## What you are asked to do
Exactly the lines from the one containing "Look at the photo above. For each instance of the pink" through the end of the data below are to be reproduced, and nothing besides them.
Entries shown: Begin
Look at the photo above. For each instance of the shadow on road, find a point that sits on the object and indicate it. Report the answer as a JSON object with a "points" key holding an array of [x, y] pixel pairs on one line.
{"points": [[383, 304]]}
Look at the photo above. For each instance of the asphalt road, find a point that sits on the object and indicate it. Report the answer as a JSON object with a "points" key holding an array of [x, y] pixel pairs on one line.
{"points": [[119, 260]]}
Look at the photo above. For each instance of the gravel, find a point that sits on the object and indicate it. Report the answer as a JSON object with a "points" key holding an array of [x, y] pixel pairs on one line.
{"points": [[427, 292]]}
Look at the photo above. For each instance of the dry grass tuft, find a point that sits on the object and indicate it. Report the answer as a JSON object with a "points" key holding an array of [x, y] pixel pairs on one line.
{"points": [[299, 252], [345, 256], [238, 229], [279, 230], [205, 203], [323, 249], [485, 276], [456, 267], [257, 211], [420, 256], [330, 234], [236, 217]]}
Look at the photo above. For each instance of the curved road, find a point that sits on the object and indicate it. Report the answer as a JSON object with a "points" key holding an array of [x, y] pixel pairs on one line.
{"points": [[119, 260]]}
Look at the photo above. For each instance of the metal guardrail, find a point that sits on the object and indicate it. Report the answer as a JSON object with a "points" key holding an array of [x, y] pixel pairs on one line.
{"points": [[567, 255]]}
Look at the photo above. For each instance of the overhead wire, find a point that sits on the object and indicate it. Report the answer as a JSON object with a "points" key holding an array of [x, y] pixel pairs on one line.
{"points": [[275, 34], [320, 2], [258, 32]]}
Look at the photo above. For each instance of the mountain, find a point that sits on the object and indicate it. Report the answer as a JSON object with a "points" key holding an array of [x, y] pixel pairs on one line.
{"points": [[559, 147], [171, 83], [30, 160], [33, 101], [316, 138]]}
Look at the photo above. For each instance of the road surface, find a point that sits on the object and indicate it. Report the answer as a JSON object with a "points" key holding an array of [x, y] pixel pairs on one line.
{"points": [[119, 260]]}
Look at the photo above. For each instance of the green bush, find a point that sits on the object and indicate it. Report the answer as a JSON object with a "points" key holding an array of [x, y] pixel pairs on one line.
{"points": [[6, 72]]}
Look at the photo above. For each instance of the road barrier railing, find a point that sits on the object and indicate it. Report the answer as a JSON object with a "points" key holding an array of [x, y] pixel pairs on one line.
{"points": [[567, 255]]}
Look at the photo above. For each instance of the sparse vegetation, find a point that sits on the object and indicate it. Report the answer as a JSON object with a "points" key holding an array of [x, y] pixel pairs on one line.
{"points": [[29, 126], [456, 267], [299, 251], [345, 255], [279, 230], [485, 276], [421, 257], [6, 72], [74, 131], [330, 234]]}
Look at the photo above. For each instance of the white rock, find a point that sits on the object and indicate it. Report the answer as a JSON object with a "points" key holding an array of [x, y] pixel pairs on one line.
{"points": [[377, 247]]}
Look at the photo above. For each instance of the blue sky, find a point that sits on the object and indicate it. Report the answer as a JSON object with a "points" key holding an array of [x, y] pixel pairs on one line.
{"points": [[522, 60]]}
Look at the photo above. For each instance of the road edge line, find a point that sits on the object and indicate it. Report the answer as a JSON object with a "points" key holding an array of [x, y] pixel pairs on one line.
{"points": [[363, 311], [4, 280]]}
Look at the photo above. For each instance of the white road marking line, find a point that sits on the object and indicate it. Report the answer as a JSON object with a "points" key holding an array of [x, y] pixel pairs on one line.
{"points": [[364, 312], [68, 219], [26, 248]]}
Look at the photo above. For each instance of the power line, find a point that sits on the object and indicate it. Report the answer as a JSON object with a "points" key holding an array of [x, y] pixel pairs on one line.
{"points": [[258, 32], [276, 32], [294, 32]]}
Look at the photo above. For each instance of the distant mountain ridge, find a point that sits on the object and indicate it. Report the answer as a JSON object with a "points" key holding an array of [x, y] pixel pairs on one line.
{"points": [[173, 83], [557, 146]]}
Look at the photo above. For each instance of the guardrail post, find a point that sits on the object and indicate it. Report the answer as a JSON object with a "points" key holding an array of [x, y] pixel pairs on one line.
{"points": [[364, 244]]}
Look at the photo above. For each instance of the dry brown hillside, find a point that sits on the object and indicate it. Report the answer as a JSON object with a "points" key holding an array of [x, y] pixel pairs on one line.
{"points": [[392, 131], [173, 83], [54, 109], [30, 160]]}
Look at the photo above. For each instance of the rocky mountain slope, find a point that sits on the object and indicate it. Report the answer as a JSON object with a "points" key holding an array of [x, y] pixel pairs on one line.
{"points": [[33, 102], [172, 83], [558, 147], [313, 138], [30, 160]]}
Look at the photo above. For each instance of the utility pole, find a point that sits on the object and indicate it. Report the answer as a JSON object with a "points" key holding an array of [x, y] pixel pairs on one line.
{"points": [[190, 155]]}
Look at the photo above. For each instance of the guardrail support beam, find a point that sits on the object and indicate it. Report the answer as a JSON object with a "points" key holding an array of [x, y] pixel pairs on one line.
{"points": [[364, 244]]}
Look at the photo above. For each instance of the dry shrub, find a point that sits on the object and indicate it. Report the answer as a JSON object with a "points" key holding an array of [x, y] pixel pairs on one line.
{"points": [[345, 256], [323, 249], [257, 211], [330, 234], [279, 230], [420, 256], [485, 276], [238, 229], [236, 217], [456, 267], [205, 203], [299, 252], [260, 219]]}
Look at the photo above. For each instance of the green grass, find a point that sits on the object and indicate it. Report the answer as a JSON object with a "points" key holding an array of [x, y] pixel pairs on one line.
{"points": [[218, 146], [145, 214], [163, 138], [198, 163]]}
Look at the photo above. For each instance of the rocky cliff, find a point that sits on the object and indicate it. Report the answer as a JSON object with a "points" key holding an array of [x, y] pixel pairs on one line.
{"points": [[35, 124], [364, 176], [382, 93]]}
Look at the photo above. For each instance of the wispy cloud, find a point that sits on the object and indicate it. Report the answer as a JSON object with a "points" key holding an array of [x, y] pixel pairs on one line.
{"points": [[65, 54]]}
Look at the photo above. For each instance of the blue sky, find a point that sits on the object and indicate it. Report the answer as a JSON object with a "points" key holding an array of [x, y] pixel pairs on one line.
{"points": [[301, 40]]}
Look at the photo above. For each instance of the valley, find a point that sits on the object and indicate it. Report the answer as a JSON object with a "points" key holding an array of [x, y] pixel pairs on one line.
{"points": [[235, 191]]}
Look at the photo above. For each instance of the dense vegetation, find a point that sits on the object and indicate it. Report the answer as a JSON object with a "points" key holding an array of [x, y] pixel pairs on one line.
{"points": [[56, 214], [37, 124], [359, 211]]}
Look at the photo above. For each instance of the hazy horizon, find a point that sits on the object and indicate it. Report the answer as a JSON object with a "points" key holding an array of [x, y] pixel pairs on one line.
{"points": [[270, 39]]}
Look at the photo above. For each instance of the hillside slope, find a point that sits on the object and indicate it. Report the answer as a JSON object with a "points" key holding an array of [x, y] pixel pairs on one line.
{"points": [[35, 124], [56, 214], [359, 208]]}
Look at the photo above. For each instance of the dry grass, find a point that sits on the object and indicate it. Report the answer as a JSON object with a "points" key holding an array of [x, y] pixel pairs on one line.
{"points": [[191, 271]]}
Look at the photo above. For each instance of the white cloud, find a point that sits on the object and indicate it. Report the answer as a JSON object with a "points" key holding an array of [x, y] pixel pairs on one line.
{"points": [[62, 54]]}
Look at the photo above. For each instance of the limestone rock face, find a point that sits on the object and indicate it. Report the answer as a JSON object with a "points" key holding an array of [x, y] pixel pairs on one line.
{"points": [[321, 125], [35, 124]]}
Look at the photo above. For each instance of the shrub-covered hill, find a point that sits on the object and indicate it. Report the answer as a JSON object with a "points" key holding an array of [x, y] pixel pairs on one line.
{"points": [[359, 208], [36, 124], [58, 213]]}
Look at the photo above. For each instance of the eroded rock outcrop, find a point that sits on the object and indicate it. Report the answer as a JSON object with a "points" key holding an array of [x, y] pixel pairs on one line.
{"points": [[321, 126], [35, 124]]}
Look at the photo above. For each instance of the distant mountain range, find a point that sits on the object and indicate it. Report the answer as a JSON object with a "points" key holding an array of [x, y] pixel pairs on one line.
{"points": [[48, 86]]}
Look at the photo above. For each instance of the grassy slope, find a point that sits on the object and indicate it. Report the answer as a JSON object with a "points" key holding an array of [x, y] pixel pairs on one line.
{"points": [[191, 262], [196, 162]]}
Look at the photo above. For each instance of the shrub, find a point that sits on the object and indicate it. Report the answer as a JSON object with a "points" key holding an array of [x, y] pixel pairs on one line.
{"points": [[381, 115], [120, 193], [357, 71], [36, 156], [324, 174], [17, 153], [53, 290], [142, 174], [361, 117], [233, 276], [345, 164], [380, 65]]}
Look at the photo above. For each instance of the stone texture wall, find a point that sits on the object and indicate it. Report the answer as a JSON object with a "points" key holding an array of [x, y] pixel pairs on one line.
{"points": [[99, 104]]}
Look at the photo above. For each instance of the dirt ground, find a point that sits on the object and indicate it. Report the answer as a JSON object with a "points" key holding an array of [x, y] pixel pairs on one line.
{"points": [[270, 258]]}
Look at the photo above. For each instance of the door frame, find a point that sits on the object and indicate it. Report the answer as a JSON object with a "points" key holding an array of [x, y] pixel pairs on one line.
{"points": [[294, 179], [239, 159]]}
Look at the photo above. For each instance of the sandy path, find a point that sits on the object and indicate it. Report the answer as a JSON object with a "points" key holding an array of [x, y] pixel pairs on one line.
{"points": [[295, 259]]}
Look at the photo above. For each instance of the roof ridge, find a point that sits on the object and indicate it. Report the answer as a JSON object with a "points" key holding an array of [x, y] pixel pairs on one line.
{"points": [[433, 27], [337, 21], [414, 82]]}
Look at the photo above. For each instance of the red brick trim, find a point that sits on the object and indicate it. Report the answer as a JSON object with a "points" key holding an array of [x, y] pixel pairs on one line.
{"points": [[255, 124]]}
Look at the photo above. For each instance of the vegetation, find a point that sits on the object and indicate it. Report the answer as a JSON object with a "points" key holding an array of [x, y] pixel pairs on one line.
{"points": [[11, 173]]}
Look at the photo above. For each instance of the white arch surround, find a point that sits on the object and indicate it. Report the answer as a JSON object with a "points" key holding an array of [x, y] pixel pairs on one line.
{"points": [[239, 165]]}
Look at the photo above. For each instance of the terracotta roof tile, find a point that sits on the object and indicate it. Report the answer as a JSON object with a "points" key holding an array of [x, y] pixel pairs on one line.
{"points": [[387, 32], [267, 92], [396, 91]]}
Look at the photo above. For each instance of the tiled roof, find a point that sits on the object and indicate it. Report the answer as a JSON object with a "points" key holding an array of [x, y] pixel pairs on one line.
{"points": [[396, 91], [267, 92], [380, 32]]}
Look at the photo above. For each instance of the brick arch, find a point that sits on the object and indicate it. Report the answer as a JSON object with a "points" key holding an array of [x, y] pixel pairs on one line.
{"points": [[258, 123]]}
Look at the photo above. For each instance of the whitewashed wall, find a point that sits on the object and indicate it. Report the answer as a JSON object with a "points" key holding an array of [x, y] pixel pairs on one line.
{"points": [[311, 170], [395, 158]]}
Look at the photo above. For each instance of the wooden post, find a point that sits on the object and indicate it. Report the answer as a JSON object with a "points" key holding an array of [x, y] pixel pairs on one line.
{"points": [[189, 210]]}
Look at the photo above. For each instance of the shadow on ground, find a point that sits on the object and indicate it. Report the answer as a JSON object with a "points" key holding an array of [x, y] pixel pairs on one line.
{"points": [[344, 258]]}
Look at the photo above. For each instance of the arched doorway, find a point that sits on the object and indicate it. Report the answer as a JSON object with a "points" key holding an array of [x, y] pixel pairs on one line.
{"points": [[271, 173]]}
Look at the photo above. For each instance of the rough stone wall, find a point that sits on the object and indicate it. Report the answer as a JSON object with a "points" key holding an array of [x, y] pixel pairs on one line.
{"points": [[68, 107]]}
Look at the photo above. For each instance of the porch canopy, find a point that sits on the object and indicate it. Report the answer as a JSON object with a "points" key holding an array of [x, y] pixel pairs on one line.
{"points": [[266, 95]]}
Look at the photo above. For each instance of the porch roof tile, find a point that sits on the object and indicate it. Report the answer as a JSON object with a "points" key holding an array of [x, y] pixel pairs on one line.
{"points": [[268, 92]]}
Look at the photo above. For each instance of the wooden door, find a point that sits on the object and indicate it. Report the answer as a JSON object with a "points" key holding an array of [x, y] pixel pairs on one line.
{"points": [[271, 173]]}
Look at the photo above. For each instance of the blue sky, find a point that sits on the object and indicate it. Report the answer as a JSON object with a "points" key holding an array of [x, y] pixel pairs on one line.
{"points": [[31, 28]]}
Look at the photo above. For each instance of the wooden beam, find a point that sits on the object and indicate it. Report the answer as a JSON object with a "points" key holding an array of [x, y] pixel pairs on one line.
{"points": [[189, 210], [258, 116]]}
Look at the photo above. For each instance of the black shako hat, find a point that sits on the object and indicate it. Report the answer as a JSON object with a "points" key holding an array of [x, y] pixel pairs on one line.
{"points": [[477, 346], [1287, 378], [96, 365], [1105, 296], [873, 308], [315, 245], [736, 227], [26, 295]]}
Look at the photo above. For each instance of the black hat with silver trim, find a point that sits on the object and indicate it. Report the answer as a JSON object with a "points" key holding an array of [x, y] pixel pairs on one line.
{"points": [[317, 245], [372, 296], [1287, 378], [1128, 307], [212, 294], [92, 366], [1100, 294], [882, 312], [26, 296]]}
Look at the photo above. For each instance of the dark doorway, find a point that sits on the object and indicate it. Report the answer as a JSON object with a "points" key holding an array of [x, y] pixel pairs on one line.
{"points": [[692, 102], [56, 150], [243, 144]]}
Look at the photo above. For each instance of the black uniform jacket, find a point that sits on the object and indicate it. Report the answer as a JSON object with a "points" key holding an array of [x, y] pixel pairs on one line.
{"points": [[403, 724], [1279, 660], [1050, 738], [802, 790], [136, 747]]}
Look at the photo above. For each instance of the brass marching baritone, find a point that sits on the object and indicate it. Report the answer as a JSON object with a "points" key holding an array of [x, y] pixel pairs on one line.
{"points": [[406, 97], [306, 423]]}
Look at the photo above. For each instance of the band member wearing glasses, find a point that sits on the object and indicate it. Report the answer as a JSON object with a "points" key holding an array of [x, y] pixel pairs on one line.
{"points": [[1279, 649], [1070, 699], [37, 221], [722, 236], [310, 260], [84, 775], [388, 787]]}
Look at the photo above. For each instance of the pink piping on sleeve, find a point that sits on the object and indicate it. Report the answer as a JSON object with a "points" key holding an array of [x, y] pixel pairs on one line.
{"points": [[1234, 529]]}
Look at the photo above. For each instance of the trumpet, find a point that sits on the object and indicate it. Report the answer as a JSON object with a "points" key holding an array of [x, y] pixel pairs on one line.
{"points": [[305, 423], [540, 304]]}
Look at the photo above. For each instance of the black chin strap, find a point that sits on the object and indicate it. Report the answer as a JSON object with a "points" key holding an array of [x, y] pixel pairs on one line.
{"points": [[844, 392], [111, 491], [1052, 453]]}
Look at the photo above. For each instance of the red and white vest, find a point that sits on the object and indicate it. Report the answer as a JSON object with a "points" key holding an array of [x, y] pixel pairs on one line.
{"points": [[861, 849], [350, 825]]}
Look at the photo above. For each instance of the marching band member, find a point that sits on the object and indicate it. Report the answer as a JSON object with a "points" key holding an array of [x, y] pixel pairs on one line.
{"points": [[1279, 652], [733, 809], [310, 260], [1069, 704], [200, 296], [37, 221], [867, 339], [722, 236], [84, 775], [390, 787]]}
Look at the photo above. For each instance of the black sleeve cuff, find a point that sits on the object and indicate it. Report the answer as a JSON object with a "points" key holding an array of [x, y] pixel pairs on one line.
Entries shown: End
## Solution to this exercise
Look at the photo above. For each instance of the pink piping on sleeve, find a point that sits on the object and indicate it. Report the answer as a JSON object with a "points" key holding an array of [x, y] pixel pairs on one line.
{"points": [[1234, 529]]}
Look at the photo above. For each instance of the trumpet, find a point that sits on the object and indicate it. Report the answer as a JSON object with a "points" key holding an array of [x, y] pixel pairs on one line.
{"points": [[305, 423], [540, 304]]}
Look at the photo above. For each instance of the black chin strap, find a point that sits on the object and indicate it. Report the answer as a JSON object with a "points" key holding an array of [x, y] pixel pairs on one line.
{"points": [[844, 392], [111, 491], [1052, 453]]}
Look at the photo above. For each instance of the red and white vest, find a point that sits on the object and indicate it. Report the answer as a JSON object with a "points" key holding an array of [x, y] pixel pairs on one line.
{"points": [[861, 849], [350, 825]]}
Look at the photo above. For each instance of the marching band member, find a point that sits on the object and indicate it. Report the answer as a JSON object with a "points" key holding an array of [x, y] pixel pairs on one line.
{"points": [[1279, 652], [733, 809], [310, 260], [1069, 704], [200, 296], [37, 221], [867, 339], [722, 236], [84, 775], [390, 787]]}
Look at the photo above. For each instance of the black sleeve cuff, find a point that sits on the object and indicate it. Report the answer as a JSON object with a "points" key holding an array of [x, y] pixel pairs on one line.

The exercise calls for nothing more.